[Start of Excerpted data]
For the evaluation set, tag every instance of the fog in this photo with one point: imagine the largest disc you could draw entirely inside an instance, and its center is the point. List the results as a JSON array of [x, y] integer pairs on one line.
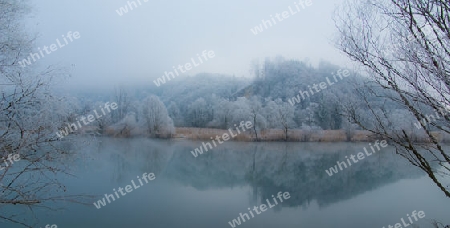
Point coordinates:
[[147, 41]]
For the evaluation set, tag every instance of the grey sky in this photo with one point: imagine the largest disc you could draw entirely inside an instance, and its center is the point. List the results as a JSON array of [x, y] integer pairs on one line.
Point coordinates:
[[143, 43]]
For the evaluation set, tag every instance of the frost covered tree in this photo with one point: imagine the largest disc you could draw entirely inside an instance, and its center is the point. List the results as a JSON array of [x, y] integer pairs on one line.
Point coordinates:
[[29, 118], [199, 113], [404, 46], [156, 118]]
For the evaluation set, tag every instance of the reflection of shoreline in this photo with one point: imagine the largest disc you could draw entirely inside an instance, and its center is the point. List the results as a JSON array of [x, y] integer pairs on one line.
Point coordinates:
[[264, 167]]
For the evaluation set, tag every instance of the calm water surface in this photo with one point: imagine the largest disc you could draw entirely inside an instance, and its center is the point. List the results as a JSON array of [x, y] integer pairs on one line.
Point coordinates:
[[212, 189]]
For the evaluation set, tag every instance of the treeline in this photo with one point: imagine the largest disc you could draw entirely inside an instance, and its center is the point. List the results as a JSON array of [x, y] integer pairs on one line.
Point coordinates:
[[220, 101]]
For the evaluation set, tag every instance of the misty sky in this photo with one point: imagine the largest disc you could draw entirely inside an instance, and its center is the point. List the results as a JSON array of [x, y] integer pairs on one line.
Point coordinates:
[[143, 43]]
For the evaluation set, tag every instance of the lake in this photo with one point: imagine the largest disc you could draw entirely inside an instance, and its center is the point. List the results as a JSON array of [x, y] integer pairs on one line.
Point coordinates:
[[214, 188]]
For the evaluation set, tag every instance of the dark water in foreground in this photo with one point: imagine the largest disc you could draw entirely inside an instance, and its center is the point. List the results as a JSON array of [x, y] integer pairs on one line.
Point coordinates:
[[212, 189]]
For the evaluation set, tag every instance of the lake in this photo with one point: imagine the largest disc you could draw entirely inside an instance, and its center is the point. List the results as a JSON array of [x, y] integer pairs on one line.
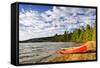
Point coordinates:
[[39, 52]]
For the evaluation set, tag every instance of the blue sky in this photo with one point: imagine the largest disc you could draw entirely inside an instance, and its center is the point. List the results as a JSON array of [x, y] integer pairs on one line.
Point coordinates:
[[37, 21], [34, 7]]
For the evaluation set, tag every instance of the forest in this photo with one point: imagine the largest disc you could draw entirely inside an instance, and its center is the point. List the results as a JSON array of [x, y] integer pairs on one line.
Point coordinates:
[[83, 34], [78, 35]]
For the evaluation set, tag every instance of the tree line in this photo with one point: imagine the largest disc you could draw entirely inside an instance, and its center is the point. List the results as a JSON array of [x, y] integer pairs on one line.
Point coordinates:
[[84, 34]]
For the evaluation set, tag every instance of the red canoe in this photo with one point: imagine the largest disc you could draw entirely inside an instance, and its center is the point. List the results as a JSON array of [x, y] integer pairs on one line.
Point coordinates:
[[80, 49]]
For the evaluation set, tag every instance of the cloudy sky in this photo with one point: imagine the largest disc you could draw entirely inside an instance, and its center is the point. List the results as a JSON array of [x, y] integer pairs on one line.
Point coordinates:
[[37, 21]]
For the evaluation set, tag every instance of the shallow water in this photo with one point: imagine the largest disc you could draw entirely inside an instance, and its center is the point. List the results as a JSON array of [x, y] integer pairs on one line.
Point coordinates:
[[38, 51]]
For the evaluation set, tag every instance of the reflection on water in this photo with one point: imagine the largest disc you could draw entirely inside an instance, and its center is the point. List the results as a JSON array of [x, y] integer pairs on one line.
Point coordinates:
[[36, 52]]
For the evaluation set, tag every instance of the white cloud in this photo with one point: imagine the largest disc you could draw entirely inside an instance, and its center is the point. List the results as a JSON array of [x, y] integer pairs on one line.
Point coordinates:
[[57, 20]]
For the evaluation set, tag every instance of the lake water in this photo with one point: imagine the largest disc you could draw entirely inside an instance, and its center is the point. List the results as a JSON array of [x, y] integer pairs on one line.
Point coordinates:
[[37, 52]]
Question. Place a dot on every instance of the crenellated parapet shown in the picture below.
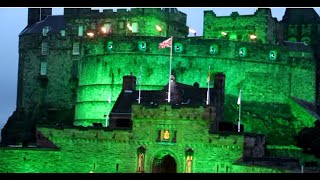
(188, 47)
(248, 28)
(171, 112)
(127, 22)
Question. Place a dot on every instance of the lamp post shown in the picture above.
(159, 29)
(194, 32)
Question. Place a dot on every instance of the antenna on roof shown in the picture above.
(139, 79)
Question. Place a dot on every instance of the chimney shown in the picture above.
(45, 12)
(218, 100)
(37, 14)
(33, 16)
(129, 83)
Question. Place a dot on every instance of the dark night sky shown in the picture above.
(13, 20)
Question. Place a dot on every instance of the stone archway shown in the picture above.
(164, 164)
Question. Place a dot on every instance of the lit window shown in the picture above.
(93, 25)
(45, 30)
(121, 24)
(43, 68)
(63, 32)
(44, 48)
(76, 49)
(107, 27)
(134, 27)
(80, 31)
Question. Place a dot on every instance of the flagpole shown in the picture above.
(239, 111)
(208, 92)
(139, 86)
(169, 91)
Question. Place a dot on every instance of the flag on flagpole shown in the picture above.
(239, 98)
(165, 43)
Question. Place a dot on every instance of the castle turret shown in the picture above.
(218, 101)
(38, 14)
(129, 83)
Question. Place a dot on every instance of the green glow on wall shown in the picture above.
(178, 47)
(214, 49)
(109, 45)
(273, 55)
(243, 52)
(142, 46)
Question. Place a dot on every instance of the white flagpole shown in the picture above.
(239, 102)
(139, 86)
(208, 91)
(169, 91)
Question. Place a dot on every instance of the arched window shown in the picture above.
(189, 158)
(292, 39)
(305, 40)
(140, 156)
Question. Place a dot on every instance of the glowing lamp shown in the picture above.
(103, 30)
(129, 27)
(158, 28)
(90, 34)
(192, 31)
(252, 36)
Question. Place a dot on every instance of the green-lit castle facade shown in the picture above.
(93, 88)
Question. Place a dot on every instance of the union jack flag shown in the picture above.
(165, 43)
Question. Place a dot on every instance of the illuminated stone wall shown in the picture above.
(82, 151)
(240, 27)
(262, 80)
(56, 89)
(172, 24)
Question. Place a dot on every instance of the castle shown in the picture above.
(94, 87)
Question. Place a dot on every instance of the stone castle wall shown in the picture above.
(261, 79)
(82, 151)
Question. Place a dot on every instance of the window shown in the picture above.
[End of Excerpted data]
Exercise directions: Reproduce verbatim the lines of the data above, beginning at the line containing "For the evaluation set, tag every instance of the blue" and ending after the line containing "[[37, 21], [34, 7]]".

Solution to the exercise:
For the evaluation set, tag every instance of the blue sky in this photo with one point: imagine the largest disc you could draw entirely inside an instance, and its center is the point. List the results as a JSON array of [x, y] integer pairs on one line.
Point coordinates:
[[37, 21], [34, 7]]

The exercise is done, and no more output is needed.